* Excerpt provided
********************
# Un evennes in pink foam



## Mattsn (Nov 22, 2015)

I'm nearly ready to begin laying track and I'm noticing that everywhere two pieces of foam join together there is about an 1/8th dip in the joints. Is this enough that will cause a problem or should I start filling and leveling it out?


----------



## vwrabbit (Oct 14, 2014)

I have a similar issue with the blue foam. I forgot to fill my joints in to level it and the track dips are enough to cause some headaches. I'd level it with something that is fairly flexible. Some latex caulk would probably be sufficient. Use a 4" putty knife to spread it smooth and let dry. It should self level.


----------



## wvgca (Jan 21, 2013)

if the dip is only 1/2 inch wide or so, just carry on .. it will not affect the track if it's a narrow gap ..


----------



## Lehigh74 (Sep 25, 2015)

If it annoys you or you don’t like the appearance, you can use Woodland Scenics Foam Putty to fill it. Let it dry overnight and sand if needed.


----------



## CTValleyRR (Jul 26, 2014)

Just to make sure we have this straight -- if it is a GAP, you're fine. If it is two side by side pieces sitting at a different height, break out the rasp and smooth it out.

A gap is probably caused by the tongue and groove arrangement on the panels not being properly engaged.


----------



## Brakeman Jake (Mar 8, 2009)
********************
* Stored data
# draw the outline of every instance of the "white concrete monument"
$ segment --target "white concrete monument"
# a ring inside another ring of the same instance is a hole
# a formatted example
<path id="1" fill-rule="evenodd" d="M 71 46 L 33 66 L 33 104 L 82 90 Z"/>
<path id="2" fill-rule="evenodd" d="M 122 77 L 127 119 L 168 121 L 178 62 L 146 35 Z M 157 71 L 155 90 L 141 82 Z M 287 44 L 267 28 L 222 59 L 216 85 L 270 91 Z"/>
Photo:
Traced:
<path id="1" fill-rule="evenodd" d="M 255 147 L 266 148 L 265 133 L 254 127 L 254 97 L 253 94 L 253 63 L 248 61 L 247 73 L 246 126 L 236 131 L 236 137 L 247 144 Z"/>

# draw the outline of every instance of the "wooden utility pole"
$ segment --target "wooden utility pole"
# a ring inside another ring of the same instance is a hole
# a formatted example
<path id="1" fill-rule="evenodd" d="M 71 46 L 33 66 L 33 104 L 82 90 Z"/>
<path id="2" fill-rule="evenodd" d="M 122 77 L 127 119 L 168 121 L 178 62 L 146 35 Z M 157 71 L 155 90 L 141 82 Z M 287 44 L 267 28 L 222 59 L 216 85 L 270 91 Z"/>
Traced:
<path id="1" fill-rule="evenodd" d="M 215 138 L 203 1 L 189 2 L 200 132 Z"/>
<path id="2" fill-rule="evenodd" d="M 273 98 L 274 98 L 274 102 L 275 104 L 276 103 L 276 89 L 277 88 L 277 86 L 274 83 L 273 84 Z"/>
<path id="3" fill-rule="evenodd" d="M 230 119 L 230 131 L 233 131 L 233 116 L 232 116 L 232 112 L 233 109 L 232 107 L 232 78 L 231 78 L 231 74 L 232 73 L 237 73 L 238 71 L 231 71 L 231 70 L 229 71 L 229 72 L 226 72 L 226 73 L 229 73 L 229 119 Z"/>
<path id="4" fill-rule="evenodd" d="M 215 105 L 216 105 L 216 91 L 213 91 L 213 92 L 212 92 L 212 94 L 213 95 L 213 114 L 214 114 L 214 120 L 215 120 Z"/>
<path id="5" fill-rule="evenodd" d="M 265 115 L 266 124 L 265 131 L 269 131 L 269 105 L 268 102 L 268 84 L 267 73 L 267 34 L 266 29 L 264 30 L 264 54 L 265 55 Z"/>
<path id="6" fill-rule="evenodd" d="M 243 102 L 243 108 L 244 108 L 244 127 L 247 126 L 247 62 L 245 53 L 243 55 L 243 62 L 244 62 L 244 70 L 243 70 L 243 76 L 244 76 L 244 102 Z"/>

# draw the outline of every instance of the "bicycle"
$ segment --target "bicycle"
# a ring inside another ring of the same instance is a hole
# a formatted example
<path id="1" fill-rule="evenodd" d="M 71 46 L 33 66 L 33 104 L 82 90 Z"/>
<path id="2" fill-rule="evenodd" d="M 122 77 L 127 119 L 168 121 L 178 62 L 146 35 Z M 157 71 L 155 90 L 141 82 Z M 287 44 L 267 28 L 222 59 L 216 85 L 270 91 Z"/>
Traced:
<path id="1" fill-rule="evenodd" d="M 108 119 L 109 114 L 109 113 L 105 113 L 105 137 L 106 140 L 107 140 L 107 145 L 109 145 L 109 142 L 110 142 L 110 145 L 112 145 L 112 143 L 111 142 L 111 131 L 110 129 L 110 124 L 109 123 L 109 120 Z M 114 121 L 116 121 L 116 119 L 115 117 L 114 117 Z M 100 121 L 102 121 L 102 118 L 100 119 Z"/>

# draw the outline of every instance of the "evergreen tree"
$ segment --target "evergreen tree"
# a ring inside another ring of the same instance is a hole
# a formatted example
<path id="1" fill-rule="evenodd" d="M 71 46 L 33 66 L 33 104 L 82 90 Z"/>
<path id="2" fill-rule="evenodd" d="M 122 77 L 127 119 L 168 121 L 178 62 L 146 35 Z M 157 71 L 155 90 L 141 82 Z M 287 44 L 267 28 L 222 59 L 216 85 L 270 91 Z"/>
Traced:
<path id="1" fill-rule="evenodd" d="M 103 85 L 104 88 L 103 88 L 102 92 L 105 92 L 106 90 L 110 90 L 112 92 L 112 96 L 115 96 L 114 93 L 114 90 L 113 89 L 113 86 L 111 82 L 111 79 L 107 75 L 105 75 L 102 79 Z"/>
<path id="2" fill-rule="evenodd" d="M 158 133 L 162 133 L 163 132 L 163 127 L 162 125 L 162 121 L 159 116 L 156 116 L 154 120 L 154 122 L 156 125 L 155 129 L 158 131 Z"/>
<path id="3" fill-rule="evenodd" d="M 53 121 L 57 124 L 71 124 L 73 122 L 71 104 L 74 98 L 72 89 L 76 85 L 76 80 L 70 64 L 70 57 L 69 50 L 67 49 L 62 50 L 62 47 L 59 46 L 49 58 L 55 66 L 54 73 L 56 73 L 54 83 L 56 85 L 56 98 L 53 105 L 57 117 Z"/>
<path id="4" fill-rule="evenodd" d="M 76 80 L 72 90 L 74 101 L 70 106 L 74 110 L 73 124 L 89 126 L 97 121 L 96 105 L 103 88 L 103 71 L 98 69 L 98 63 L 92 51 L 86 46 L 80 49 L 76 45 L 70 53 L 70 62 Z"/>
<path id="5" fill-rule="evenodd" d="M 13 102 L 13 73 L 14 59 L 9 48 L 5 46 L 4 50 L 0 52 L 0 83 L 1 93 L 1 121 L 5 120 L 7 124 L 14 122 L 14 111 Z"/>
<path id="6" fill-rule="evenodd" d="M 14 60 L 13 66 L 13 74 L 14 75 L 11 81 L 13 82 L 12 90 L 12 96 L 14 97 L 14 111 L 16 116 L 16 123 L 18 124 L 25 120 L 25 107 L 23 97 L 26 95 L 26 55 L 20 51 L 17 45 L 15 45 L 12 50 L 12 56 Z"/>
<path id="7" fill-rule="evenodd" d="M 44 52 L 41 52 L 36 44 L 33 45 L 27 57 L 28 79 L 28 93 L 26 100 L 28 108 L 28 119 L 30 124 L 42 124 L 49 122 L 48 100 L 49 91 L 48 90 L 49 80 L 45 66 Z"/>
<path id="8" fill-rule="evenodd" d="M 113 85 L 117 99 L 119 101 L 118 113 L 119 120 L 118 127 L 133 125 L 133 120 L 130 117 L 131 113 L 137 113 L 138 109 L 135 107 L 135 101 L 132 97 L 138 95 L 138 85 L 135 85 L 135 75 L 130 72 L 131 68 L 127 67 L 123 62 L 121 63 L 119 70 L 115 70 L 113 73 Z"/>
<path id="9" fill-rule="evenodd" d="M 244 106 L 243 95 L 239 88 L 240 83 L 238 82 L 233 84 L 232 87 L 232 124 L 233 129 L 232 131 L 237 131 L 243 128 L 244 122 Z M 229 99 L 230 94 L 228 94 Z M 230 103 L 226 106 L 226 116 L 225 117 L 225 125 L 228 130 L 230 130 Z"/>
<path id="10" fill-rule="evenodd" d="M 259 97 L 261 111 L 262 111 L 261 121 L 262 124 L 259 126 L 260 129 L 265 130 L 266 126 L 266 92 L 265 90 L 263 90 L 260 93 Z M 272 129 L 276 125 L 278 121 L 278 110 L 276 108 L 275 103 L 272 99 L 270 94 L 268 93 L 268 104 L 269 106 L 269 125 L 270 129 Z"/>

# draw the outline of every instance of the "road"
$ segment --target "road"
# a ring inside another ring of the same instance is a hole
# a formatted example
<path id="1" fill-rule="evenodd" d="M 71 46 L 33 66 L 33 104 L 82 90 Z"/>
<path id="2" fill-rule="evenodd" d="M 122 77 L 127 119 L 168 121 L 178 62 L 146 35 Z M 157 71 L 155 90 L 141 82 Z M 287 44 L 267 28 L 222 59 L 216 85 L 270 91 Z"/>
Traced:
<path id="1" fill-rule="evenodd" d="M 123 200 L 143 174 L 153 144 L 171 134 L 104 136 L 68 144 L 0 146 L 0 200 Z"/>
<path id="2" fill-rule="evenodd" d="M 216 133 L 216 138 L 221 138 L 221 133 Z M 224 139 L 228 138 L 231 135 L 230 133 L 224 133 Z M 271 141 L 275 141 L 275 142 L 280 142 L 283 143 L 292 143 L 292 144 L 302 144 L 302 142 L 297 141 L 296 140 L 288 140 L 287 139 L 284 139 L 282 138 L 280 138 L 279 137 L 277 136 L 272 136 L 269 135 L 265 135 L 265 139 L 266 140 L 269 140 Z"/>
********************
Repeat the passage of the thread on uneven foam joints from "## Mattsn (Nov" to "(Oct 14, 2014)", swapping "foam" for "plywood".

## Mattsn (Nov 22, 2015)

I'm nearly ready to begin laying track and I'm noticing that everywhere two pieces of plywood join together there is about an 1/8th dip in the joints. Is this enough that will cause a problem or should I start filling and leveling it out?


----------



## vwrabbit (Oct 14, 2014)